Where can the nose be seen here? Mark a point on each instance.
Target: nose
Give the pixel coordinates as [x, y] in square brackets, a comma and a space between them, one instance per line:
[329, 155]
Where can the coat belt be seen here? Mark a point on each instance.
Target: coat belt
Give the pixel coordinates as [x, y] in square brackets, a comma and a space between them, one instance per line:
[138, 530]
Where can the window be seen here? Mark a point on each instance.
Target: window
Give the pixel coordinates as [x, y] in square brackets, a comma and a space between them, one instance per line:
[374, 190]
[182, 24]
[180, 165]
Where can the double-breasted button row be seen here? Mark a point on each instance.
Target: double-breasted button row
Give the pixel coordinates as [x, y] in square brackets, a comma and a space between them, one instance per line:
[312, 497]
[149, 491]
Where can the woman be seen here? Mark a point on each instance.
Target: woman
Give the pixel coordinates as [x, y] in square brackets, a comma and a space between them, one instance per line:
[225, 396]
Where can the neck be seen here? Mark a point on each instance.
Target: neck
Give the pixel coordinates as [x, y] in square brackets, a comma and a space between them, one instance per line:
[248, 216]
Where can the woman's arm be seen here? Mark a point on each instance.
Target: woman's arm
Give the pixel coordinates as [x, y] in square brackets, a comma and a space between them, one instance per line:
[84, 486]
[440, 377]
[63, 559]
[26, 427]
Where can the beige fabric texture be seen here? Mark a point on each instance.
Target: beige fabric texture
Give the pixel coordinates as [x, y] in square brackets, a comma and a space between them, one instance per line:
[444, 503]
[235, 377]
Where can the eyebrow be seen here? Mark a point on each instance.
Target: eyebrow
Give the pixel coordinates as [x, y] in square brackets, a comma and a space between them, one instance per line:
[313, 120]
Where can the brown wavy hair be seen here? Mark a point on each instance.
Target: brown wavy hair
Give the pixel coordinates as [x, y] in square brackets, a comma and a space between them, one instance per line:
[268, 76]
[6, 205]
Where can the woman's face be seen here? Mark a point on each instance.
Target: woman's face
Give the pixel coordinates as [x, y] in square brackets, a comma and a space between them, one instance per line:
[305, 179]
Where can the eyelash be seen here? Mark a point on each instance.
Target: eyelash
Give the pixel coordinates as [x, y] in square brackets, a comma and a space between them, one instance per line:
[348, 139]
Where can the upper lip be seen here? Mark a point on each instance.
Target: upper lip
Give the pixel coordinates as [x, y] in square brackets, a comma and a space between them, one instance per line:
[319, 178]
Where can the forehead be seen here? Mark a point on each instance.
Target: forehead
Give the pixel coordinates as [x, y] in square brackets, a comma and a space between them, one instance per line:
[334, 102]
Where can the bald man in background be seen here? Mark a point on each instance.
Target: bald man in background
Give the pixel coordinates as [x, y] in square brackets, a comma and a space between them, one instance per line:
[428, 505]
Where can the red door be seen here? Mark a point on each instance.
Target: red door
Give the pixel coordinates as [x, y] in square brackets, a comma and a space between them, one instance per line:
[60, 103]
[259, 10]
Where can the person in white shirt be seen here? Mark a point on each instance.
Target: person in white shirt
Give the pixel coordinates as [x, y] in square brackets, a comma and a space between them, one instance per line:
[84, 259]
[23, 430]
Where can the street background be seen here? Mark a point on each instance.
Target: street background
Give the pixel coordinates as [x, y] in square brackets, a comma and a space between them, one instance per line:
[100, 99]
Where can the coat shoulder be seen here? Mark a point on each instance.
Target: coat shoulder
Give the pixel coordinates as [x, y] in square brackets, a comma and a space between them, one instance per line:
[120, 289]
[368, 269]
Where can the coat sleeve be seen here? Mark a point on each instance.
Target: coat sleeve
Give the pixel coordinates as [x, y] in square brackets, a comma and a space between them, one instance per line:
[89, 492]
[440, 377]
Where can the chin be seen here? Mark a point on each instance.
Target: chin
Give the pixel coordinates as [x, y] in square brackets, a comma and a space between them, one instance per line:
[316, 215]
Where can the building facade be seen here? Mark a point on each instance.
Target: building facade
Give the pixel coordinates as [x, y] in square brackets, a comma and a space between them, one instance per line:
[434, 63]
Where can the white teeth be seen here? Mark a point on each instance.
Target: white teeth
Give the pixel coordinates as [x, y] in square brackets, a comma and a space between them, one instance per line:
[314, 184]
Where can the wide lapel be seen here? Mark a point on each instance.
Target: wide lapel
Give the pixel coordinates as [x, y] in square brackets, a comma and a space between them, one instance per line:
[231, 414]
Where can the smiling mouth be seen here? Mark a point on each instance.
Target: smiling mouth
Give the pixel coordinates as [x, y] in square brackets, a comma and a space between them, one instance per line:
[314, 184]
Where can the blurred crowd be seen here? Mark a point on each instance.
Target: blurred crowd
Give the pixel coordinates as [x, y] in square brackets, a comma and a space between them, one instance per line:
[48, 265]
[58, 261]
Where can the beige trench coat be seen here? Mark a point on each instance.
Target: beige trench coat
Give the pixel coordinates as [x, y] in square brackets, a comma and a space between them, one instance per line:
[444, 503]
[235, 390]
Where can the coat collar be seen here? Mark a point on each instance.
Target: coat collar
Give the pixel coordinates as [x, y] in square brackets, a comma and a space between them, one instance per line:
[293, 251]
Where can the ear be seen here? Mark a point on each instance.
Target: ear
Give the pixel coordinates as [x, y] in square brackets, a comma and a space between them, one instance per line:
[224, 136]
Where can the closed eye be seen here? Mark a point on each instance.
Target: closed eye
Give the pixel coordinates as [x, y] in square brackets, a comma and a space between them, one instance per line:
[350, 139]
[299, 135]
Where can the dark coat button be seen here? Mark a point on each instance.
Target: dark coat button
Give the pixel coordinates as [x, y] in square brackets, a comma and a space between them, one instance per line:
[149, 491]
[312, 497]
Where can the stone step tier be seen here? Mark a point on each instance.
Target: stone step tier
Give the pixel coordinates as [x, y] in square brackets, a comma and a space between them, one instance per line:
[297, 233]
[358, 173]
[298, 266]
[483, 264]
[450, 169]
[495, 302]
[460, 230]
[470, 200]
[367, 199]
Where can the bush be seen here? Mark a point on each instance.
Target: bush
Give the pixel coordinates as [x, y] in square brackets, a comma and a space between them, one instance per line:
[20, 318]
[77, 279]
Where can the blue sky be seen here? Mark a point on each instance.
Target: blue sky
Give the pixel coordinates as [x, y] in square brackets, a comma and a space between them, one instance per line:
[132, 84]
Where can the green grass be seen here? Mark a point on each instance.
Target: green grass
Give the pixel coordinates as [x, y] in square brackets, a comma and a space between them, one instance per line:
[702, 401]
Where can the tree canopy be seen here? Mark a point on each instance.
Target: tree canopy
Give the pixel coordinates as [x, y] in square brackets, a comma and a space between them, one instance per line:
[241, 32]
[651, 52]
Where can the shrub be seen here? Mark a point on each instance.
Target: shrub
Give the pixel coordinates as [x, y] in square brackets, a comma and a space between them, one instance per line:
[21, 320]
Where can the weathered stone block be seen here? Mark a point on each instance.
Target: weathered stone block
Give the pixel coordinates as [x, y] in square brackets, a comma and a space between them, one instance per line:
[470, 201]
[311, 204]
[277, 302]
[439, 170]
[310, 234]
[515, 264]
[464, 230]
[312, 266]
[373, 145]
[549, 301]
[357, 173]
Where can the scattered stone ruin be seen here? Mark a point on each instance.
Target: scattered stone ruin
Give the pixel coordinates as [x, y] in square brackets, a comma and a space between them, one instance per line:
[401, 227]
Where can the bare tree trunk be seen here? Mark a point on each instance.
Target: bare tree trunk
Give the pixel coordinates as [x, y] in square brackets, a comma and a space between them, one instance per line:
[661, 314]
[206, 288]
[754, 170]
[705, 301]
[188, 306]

◆ ◆ ◆ ◆ ◆ ◆ ◆

Exercise
Extract all of the data exactly as written.

Answer to this exercise
Where can the nose be seen here? Mark a point on each instance.
Target: nose
Give the pixel coordinates as [x, y] in square brackets, a comma and a space between them, one instance per line:
[329, 155]
Where can the coat belt be seen here? Mark a point on each instance.
Target: coat belt
Give the pixel coordinates as [x, y] in square brackets, a comma and a space between them, one instance per line:
[138, 530]
Where can the window be seen here? Mark a point on each instance.
Target: window
Give the pixel coordinates as [x, y] in square brackets, a comma and a space between them, one instance per line:
[374, 190]
[182, 24]
[180, 165]
Where can the double-breasted button row be seen here? Mark a point on each instance.
Target: double-breasted button row
Give the pixel coordinates as [x, y] in square brackets, a comma and a space between them, one instance per line:
[312, 497]
[149, 491]
Where can the woman be seen here? Mark a point on each instance.
Target: woman
Give the pixel coordinates as [x, y] in square brackets, a comma and a space between them, one instance per line:
[225, 396]
Where can the neck be seen here? Mark a point on each instance.
Target: neck
Give the pixel coordinates as [x, y] in square brackets, a comma and a space between them, one instance per line:
[248, 216]
Where can the woman's arm be seen here? Mark a point on each instance.
Target: woman's arm
Give the pixel coordinates as [x, y] in square brackets, a comma and a space between them, one instance per line:
[84, 486]
[440, 377]
[63, 559]
[26, 427]
Where can the beige fabric texture be seen here? Mark a point on each instance.
Target: beige fabric texture
Give the pixel coordinates as [x, y] in square brackets, a comma and a space between them, one instance per line:
[444, 503]
[235, 377]
Where can the eyebrow be seen here? Mark a point on each instance.
Target: eyebrow
Give the pixel coordinates as [x, y] in square brackets, a comma and a space between them, one instance per line:
[313, 120]
Where can the brown wavy hair be seen here? Mark a point on each instance.
Target: brown wavy hair
Give the pixel coordinates as [x, y] in square brackets, a comma and a space between them, one instance per line:
[268, 76]
[6, 205]
Where can the woman's face be seen here? Mark a point on each instance.
Target: woman's face
Give the pixel coordinates as [x, y] in square brackets, a comma and a space between them, one instance per line:
[305, 179]
Where can the eyelash be seen here? Mark a point on each instance.
Target: eyelash
Give the pixel coordinates as [x, y] in square brackets, a comma and a space between them, one instance per line:
[348, 139]
Where can the upper lip be seen here? Mark a point on each instance.
Target: upper lip
Give the pixel coordinates as [x, y] in square brackets, a comma and a space between them, one instance per line:
[319, 178]
Where can the forehead be seen here? Mark a point on each instance.
Target: forehead
Give the pixel coordinates as [x, y] in square brackets, a comma and a space between them, one instance per line:
[334, 102]
Where can the bald man in background be seen here? Mark a point on each instance.
Target: bald man in background
Give the pixel coordinates as [x, y] in square brackets, a comma and a space between them, one instance per line:
[428, 505]
Where can the red door be seen here? Mark a point on each instance.
Target: red door
Give the pixel coordinates as [x, y] in square brackets, a comma and a space between them, one instance per line:
[60, 103]
[259, 10]
Where can the person in white shirt be seen here? Mark a point on each instance.
Target: person in white shirt
Give the pixel coordinates as [x, y] in square brackets, a comma and a space between them, one instance per line:
[84, 259]
[23, 430]
Where can the street background be seen here? Mark a point on each instance.
Target: street background
Give the pixel coordinates as [x, y] in square brackets, a comma and a space between them, one instance per line:
[100, 99]
Where can the coat shoulder be seen here? Mark a point on each instance.
Target: coat shoulder
Give the pixel coordinates as [x, y] in square brackets, a comma and a space between them, one instance per line:
[120, 289]
[368, 269]
Where can the coat sleeve be seen here? Mark a point on each instance.
Target: coat sleeve
Give the pixel coordinates as [x, y] in square brackets, a comma and a space between them, one instance per line:
[89, 492]
[440, 377]
Where can the chin be seen here? Mark a point on each instance.
Target: chin
Give the pixel coordinates as [x, y] in square brackets, a comma and a space between them, one instance per line:
[316, 215]
Where can the building facade be seen here? Mark a point on each instance.
Target: building facade
Give the pixel coordinates as [x, y] in square brackets, a comma and a space between them, one instance per line:
[434, 63]
Where can the white teeth be seen here? Mark a point on each instance.
Target: white teeth
Give the pixel coordinates as [x, y] in square brackets, a comma and a space between them, one instance per line:
[314, 184]
Where can the wide lapel be seen here? Mark a point on each instance.
Target: wide lapel
Give the pixel coordinates as [x, y] in square brackets, a comma and a space between them, one instance per line:
[231, 414]
Where can the smiling mouth be seen here? Mark a point on each instance.
Target: smiling mouth
Give the pixel coordinates as [x, y] in square brackets, a comma and a space between them, one instance per line:
[314, 184]
Where can the blurred crowd be seen here? Mark a point on each instance.
Target: blurred crowd
Give the pixel coordinates as [x, y] in square brackets, a comma and a space between them, one instance per line:
[48, 265]
[58, 261]
Where can the beige trench coat be seen here? Mark a point on each instance.
Target: beige trench coat
Give the pixel coordinates as [x, y] in square brackets, a comma and a space between them, one instance per line:
[444, 503]
[235, 390]
Where can the coat collar be seen here? Mark a point on each instance.
Target: coat collar
Give the pixel coordinates as [x, y] in square brackets, a comma and a space between them, one instance per line:
[293, 251]
Where can the ear be seen here? Mark a point on each instance.
Target: ear
Give the pixel coordinates as [x, y] in square brackets, a comma and a space between them, one instance per line:
[224, 136]
Where can the closed eye be seen here? Mark a point on each instance.
Target: closed eye
Give the pixel coordinates as [x, y] in square brackets, a comma and a space between them, one instance per line:
[350, 139]
[299, 135]
Where can the dark coat button be seen here? Mark a point on each instance.
Target: dark coat button
Give the pixel coordinates as [x, y] in square brackets, a comma and a space between them, one instance per line:
[149, 491]
[312, 497]
Where can the stone step tier be seen here? Mark a point on each instance.
Target: stone step tier
Give the pixel coordinates as [x, y] in square brackets, a comma and a space between them, one instance per line:
[297, 233]
[358, 173]
[298, 266]
[483, 264]
[450, 169]
[495, 302]
[460, 230]
[470, 200]
[367, 199]
Where can the bush be seen here? Mark a point on each instance.
Target: bush
Give the pixel coordinates as [x, y] in square brackets, a comma and a space between them, one instance per line:
[20, 318]
[77, 279]
Where can the blue sky be seen here? Mark a point on each instance.
Target: blue sky
Give the pixel coordinates as [x, y] in square brackets, a comma and a space between them, one instance per line:
[132, 84]
Where can the green grass be seen here? Mark a point on each instance.
Target: green grass
Give the pixel coordinates as [x, y] in square brackets, a comma and a space between them, one instance per line:
[702, 401]
Where can the tree canopy be seen here? Mark a point on each instance.
Target: tree canopy
Give the pixel coordinates as [x, y] in square brackets, a comma and a space between them, one instance per line:
[241, 32]
[651, 52]
Where can the shrub be seen here? Mark a point on each instance.
Target: shrub
Give the pixel coordinates as [x, y] in square brackets, a comma and a space between them, one instance per line:
[21, 320]
Where can the weathered stone block be seen here? Mark a point on each instance.
Target: weathered stone block
Give the pixel coordinates as [x, y] in square brackets, a comma and a space between them, one instance per line:
[470, 201]
[311, 204]
[277, 302]
[439, 170]
[310, 234]
[515, 264]
[464, 230]
[312, 266]
[373, 145]
[549, 301]
[357, 173]
Where can the scattered stone ruin be seen here? Mark a point on each instance.
Target: scattered stone ruin
Give the pixel coordinates as [x, y] in square brackets, a comma and a space between them, one instance per line:
[401, 227]
Where can the bare tree trunk be seen here? Mark a point on each instance.
Target: bare tree trunk
Give the pixel coordinates as [x, y] in square brackets, a comma and a space between them, one instance per line:
[661, 314]
[206, 288]
[754, 170]
[705, 301]
[188, 306]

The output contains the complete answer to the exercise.